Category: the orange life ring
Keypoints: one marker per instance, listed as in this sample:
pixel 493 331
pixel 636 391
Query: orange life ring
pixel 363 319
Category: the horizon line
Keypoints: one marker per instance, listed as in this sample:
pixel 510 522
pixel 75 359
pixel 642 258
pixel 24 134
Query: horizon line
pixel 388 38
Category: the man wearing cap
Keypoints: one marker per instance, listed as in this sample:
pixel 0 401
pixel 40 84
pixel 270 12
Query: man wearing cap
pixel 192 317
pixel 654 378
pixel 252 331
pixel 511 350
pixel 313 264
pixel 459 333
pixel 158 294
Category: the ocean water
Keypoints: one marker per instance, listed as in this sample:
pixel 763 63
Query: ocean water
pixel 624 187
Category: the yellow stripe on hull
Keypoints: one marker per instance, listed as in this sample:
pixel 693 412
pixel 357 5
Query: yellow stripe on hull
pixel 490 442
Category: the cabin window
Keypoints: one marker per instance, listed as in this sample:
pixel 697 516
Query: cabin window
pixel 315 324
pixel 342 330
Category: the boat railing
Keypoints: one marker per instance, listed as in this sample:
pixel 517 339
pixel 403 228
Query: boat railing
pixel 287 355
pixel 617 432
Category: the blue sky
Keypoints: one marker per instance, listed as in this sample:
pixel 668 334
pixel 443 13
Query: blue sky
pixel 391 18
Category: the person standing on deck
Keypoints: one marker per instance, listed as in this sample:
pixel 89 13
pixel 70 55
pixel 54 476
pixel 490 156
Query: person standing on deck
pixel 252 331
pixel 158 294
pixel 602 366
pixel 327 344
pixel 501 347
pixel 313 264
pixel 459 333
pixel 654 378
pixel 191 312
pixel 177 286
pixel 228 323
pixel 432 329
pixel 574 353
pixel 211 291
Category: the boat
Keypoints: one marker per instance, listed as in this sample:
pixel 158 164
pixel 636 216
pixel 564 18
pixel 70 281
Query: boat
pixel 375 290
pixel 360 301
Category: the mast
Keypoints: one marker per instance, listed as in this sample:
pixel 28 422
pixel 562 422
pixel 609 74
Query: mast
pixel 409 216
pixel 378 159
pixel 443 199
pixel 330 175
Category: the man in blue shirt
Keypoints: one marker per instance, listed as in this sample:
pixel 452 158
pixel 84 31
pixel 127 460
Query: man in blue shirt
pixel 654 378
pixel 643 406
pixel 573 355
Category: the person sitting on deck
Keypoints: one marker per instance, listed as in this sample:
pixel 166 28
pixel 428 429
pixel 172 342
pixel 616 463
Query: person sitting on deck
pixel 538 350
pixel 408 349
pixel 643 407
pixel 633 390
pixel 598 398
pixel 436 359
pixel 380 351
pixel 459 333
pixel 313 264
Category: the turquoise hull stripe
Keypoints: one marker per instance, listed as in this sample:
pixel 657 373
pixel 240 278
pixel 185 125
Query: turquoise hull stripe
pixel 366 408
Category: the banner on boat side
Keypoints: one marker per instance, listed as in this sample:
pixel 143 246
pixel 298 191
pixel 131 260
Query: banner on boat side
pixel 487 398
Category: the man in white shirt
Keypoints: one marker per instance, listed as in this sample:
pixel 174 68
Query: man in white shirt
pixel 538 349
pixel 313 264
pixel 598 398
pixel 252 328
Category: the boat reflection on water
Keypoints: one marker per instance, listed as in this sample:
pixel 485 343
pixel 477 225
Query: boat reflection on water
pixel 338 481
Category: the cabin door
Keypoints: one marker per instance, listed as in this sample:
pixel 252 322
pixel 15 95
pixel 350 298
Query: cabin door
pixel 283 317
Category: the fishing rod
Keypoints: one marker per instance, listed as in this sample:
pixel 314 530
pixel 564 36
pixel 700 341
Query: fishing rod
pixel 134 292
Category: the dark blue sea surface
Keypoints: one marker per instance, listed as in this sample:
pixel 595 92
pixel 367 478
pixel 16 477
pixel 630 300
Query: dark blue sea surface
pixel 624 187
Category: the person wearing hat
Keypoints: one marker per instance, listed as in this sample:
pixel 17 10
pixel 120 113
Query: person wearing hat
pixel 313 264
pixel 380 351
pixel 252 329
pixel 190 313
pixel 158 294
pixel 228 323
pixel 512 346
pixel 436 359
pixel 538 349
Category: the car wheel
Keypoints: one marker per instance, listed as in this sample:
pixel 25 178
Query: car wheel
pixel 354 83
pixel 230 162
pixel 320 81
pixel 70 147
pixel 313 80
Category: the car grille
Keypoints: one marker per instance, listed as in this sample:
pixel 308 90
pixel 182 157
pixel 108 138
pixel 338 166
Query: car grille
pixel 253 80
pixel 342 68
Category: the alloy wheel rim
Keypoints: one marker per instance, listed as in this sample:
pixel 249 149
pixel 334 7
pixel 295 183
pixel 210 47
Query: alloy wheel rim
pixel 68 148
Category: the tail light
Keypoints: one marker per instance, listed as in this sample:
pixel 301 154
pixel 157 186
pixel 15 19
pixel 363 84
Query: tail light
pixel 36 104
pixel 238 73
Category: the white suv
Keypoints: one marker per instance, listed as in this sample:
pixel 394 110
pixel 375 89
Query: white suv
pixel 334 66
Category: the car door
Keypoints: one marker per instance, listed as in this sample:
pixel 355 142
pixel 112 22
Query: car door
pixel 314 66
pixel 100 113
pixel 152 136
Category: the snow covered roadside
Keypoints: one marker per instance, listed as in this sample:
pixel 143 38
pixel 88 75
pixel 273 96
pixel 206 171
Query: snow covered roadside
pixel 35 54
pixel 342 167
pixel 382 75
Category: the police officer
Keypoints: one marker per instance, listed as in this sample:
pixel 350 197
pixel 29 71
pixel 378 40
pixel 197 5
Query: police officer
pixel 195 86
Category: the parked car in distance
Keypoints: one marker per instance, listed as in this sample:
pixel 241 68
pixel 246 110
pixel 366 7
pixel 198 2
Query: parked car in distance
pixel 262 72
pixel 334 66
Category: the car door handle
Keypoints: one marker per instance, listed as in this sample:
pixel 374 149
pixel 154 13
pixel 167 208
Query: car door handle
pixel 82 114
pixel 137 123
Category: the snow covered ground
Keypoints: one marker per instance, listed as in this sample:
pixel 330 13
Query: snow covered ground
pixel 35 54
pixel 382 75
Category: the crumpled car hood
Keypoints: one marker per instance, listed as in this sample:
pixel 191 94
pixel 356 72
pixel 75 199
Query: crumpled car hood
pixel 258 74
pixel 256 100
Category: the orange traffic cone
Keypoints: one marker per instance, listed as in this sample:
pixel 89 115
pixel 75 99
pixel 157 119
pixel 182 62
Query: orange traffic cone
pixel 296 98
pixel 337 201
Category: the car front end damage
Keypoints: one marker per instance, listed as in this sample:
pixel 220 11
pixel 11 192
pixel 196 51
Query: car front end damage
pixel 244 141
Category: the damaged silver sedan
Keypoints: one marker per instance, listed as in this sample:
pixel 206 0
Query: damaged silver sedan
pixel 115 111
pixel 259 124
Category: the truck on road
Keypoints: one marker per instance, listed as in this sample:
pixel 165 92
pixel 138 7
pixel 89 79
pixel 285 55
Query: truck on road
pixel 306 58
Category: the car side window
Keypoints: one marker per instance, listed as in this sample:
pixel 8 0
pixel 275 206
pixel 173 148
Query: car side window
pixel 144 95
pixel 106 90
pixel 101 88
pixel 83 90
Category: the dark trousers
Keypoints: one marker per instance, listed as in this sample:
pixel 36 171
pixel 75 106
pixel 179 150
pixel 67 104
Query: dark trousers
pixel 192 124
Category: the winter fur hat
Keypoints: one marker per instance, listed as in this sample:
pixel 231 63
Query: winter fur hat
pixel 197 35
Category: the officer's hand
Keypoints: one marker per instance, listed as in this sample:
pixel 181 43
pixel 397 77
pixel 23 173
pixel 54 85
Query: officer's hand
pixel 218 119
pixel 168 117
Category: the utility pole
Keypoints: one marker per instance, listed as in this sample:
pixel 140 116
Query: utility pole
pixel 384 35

Exercise details: Reproduce the stretch of records from the line containing "Category: the boat reflection on water" through the line containing "pixel 338 481", with both of those lines included.

Written answer:
Category: the boat reflection on water
Keypoints: one marker per instance, listed as in this sample:
pixel 485 343
pixel 477 225
Query: boat reflection on water
pixel 338 481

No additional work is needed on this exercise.